═════ Supplied records

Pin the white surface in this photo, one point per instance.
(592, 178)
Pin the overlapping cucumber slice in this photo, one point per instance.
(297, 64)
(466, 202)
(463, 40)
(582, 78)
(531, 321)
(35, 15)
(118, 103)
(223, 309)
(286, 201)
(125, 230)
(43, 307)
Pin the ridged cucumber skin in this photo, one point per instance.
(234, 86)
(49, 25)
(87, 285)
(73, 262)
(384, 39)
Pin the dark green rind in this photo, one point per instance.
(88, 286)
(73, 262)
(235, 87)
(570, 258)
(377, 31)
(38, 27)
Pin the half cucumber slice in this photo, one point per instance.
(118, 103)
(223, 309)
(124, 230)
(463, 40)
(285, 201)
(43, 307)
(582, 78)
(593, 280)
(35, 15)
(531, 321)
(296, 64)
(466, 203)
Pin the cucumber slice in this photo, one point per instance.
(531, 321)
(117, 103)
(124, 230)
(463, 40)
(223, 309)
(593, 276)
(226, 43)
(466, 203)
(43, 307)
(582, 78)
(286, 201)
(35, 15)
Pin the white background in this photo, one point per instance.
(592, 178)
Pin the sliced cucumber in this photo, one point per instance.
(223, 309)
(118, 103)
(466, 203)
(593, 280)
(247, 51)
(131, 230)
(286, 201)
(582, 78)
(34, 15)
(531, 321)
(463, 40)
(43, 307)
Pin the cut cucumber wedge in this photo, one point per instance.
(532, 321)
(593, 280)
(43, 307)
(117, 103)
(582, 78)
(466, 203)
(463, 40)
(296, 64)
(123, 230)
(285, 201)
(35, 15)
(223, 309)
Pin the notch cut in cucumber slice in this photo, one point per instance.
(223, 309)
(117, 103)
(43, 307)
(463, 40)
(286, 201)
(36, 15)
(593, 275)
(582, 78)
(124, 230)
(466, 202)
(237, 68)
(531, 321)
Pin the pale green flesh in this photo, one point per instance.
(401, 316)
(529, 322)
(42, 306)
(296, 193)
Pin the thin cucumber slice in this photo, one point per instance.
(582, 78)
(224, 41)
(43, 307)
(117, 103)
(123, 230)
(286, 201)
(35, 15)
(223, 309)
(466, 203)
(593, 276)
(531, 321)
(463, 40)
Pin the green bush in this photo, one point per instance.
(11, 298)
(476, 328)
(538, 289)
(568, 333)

══════════
═════ Supplied records

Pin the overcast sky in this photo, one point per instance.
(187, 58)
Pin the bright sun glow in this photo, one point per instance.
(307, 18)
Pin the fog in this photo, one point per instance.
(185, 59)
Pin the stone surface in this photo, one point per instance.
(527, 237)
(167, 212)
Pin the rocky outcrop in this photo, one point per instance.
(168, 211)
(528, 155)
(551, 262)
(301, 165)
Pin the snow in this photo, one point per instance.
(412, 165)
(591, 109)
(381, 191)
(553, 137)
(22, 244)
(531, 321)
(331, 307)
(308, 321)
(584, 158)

══════════

## Exercise brief
State only how many lines in the records contain the word "green".

## Exercise response
3